# Objective:
Give only the lines from the one containing "task: segment the concrete sidewalk" through the end of the material below, exactly as written.

— BEGIN —

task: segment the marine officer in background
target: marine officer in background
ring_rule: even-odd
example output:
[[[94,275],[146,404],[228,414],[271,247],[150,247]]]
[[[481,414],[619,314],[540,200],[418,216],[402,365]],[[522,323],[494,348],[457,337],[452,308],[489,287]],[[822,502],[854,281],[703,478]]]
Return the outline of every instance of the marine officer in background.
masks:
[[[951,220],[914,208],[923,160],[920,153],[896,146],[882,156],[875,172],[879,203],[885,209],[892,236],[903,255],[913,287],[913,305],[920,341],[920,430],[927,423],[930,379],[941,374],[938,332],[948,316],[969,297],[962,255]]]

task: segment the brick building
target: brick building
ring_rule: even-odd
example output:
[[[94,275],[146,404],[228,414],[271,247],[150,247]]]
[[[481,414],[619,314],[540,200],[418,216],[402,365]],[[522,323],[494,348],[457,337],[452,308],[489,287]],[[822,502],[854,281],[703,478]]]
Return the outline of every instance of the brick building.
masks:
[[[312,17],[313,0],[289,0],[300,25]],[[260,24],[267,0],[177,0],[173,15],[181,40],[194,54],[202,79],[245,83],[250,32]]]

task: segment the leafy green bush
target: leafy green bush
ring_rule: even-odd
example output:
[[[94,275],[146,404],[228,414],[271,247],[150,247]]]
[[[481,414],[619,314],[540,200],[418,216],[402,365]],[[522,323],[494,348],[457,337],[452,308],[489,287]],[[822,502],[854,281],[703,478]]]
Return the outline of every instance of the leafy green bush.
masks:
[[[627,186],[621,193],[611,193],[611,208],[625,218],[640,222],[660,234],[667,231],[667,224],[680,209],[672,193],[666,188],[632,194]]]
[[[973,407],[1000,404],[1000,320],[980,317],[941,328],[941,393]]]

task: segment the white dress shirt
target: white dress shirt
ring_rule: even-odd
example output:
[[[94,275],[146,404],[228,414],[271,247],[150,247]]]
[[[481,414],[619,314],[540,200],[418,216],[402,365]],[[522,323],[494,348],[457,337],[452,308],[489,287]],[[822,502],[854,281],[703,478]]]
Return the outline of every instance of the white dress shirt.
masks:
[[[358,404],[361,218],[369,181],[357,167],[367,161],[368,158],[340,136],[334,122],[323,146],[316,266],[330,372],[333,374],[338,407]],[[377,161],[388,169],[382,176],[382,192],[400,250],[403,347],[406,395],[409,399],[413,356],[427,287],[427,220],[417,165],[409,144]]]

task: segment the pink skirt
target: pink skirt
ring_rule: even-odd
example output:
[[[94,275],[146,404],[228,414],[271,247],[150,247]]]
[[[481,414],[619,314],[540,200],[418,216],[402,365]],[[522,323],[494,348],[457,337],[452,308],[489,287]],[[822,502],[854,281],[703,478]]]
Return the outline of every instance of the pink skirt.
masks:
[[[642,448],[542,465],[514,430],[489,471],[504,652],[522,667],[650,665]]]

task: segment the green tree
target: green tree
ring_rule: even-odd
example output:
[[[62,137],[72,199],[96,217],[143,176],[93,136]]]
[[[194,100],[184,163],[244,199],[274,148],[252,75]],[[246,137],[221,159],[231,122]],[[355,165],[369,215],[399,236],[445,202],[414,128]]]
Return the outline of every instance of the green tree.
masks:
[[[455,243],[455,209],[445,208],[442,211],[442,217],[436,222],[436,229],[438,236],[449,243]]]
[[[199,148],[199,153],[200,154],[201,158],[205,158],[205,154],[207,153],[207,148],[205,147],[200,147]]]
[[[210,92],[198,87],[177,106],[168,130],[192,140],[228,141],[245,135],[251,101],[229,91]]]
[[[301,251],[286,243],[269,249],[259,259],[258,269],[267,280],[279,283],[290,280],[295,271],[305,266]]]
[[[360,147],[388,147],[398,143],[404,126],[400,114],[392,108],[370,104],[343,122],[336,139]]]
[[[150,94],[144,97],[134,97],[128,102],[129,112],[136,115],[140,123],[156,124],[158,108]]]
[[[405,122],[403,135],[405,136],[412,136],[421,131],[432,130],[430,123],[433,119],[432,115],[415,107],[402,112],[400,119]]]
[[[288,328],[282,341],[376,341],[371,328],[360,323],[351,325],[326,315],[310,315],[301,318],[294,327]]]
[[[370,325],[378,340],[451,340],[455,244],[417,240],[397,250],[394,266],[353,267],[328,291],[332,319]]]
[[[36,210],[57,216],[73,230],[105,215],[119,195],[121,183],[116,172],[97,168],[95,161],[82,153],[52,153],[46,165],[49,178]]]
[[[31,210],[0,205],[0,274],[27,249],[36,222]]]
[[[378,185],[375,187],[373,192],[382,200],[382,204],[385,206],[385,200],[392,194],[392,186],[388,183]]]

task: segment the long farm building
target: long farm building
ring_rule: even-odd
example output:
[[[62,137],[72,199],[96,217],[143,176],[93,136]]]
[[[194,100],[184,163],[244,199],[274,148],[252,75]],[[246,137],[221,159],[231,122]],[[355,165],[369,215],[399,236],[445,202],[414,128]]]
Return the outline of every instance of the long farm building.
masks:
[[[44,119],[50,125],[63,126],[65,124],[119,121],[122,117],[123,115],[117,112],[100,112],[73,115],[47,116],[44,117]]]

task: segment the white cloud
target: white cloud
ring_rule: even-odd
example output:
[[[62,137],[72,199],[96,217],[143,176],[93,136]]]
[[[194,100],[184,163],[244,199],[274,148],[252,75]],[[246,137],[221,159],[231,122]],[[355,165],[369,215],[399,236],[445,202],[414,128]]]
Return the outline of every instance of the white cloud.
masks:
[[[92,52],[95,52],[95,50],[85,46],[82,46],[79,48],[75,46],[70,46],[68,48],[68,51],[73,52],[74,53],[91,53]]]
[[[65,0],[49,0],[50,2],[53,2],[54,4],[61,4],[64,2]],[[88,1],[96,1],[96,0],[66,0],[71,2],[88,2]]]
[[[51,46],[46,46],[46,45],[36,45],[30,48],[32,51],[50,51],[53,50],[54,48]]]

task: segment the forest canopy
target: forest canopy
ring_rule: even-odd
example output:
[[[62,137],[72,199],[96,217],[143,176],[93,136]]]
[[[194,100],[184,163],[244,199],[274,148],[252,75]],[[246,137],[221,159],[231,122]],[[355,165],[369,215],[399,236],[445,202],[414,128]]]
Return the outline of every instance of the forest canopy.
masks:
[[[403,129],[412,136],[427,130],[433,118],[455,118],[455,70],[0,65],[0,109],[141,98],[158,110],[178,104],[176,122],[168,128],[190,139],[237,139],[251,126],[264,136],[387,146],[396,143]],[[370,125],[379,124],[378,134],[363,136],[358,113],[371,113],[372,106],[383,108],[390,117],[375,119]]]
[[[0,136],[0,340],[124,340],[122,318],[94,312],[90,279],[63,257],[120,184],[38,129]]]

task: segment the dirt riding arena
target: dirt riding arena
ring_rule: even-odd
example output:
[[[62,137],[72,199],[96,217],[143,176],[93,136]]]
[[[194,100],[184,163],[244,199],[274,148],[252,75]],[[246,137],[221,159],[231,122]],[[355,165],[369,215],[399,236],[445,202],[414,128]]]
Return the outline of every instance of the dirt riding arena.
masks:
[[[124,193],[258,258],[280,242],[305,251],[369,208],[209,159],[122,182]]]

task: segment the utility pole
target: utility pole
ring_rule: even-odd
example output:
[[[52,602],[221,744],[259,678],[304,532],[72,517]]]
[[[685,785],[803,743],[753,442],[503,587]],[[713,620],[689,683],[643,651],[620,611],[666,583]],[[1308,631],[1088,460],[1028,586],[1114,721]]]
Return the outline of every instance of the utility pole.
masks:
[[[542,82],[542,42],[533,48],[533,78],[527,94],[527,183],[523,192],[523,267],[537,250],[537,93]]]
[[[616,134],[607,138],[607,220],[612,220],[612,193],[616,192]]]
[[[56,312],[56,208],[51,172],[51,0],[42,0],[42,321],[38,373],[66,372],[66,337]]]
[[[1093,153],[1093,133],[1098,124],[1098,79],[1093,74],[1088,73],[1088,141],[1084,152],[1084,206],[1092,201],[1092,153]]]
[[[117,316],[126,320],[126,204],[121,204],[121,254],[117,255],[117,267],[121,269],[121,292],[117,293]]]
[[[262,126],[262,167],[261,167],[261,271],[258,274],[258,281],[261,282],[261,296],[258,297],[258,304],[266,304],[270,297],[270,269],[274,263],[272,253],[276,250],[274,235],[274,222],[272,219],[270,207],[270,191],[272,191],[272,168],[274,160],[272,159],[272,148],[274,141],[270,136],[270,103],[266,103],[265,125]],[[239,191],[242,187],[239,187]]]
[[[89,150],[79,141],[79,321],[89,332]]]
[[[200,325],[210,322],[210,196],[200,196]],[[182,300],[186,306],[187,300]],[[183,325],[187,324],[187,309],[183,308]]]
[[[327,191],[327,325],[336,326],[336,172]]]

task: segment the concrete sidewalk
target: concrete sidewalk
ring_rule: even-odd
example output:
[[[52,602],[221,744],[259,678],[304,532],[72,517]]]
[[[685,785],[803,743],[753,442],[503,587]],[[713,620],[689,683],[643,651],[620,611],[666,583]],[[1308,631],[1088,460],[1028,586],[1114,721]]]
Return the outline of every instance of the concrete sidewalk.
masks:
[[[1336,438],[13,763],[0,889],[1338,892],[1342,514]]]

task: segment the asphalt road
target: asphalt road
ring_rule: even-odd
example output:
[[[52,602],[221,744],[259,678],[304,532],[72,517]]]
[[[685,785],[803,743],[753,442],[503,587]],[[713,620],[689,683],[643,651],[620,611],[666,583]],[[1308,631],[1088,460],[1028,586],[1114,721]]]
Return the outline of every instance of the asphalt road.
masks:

— END —

# Answer in full:
task: segment the concrete sidewalk
target: concrete sidewalk
ring_rule: even-odd
example output:
[[[52,602],[221,744],[259,678],[304,532],[72,517]]]
[[[685,785],[803,743],[753,442],[503,587]],[[713,620],[689,683],[643,651],[620,611],[666,583]],[[1308,631],[1088,460],[1028,586],[1114,721]]]
Return the outline of every instance of the concrete sidewalk.
masks:
[[[1336,438],[13,763],[0,889],[1338,892],[1342,514]]]

task: segment the asphalt road
target: asphalt road
ring_rule: even-odd
example output:
[[[52,602],[221,744],[259,678],[304,532],[72,517]]]
[[[685,785],[803,743],[753,442],[503,587]],[[713,620],[689,683],[643,651],[620,611],[666,583]],[[1308,631],[1088,460],[1028,586],[1114,721]]]
Return the outline of every instance of the asphalt road.
masks:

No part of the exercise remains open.